# Given instruction
Find each line in the items below that contains the string "strap" and copy it out in full. Case matters.

Records:
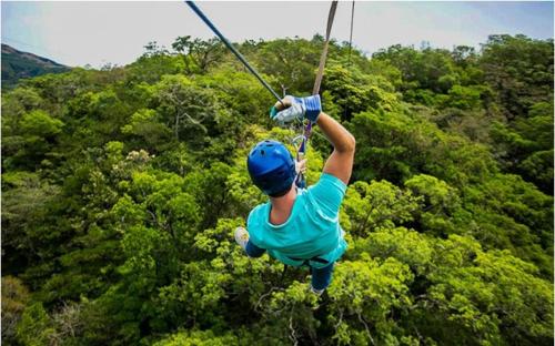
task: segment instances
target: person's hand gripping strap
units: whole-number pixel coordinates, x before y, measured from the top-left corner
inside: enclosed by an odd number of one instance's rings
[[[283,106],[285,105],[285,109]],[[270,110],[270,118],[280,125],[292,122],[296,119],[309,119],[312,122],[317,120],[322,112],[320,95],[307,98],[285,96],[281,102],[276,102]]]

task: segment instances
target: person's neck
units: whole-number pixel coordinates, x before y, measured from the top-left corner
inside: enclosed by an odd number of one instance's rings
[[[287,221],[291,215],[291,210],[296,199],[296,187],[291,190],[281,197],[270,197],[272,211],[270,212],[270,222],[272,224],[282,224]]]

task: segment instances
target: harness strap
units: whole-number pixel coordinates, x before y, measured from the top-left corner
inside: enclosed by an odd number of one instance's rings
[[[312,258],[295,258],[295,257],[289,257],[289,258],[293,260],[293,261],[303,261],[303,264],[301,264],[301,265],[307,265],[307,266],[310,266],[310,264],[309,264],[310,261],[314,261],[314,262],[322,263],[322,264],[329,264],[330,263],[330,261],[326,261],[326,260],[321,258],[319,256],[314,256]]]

...

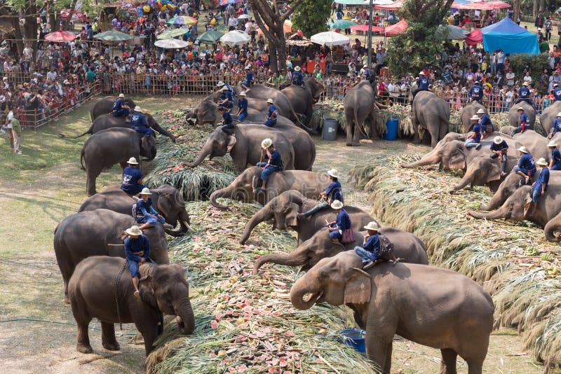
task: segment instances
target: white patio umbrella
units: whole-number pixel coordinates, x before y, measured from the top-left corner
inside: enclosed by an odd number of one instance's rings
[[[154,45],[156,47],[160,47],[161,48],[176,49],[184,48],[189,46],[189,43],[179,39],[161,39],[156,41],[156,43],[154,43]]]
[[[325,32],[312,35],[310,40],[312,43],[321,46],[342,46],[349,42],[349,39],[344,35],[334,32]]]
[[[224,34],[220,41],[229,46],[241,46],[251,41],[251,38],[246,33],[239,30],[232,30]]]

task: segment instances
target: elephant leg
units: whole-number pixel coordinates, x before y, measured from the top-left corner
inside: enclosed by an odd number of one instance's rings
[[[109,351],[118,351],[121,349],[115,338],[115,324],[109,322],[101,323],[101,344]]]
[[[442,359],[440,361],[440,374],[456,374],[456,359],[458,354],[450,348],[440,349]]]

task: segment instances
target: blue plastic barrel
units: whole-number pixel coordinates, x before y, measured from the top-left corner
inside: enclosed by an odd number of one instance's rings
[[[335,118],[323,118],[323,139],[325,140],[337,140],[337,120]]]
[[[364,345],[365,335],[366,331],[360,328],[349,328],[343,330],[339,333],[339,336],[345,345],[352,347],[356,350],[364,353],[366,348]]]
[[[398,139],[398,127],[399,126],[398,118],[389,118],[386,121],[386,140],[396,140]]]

---

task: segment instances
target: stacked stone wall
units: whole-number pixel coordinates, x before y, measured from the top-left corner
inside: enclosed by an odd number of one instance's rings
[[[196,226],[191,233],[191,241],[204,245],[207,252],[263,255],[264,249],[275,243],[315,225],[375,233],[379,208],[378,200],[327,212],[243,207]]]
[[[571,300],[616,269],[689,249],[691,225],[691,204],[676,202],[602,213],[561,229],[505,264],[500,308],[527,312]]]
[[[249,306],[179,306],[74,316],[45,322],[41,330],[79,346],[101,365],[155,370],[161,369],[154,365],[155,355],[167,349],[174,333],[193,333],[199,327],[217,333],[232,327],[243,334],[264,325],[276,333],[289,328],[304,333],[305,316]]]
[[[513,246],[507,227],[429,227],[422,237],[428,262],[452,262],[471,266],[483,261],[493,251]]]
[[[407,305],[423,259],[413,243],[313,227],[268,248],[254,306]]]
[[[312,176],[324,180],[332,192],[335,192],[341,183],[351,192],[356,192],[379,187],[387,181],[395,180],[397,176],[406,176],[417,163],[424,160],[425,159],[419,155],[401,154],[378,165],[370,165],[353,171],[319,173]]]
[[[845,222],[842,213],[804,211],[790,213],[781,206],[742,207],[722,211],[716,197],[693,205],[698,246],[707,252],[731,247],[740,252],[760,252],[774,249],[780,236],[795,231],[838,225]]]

# Result of this exercise
target: person's hand gripping strap
target: harness strap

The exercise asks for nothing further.